*EXERCISE INPUTS*
------------------------------

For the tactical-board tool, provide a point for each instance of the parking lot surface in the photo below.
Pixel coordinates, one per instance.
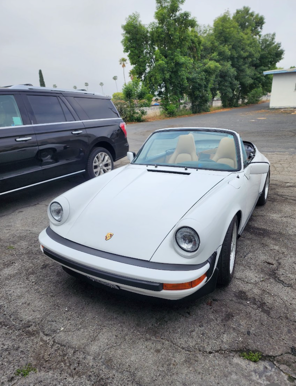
(76, 334)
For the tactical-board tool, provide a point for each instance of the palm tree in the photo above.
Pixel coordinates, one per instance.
(115, 79)
(122, 62)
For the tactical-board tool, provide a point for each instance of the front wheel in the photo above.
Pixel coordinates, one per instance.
(99, 162)
(263, 196)
(227, 257)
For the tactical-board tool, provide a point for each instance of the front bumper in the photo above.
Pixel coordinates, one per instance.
(138, 276)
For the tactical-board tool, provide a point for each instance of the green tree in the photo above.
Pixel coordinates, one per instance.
(200, 81)
(41, 79)
(162, 53)
(236, 43)
(115, 80)
(122, 62)
(117, 96)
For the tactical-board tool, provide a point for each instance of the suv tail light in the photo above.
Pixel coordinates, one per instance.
(123, 128)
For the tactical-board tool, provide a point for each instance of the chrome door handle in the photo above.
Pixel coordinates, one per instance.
(24, 139)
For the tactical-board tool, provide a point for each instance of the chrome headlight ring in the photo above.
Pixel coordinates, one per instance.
(58, 211)
(187, 239)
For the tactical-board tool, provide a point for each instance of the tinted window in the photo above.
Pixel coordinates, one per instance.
(96, 108)
(67, 112)
(46, 109)
(9, 112)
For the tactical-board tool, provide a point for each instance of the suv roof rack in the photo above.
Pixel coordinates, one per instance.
(25, 85)
(29, 86)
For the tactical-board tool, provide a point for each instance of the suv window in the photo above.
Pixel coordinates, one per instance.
(9, 112)
(47, 109)
(96, 108)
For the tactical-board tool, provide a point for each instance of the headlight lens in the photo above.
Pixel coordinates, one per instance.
(187, 239)
(56, 210)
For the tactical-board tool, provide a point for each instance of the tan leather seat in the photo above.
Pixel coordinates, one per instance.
(226, 153)
(185, 150)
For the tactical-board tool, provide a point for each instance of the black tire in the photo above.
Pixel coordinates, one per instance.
(263, 196)
(99, 162)
(227, 257)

------------------------------

*REQUEST*
Can you reproduce the entries from the line containing "rack in the photo above." through the end of the entries, both ends included and requests kept as they are, but with every pixel coordinate in the answers scaled by 0.55 and rounded to a whole number, halves rounding up?

*IN RESPONSE*
For the tactical-board tool, provide a point for each instance of the suv roof rack in the photo above.
Pixel coordinates, one per instance.
(14, 47)
(16, 47)
For the tactical-board tool, provide a point for each instance of the suv window in the photo above.
Pixel coordinates, one per instance.
(5, 62)
(26, 60)
(53, 59)
For the tactical-board tool, provide a point for each instance of the headlight lens in the photo above.
Pixel coordinates, one per instance.
(103, 131)
(31, 116)
For the tactical-board tool, provide a point for each instance of the tan leather seat in the photo above.
Pixel coordinates, one per instance.
(124, 84)
(102, 83)
For the tactical-board tool, provide a point for each instance of the black tire in the photo above.
Pixel coordinates, one per instance.
(145, 108)
(54, 89)
(125, 141)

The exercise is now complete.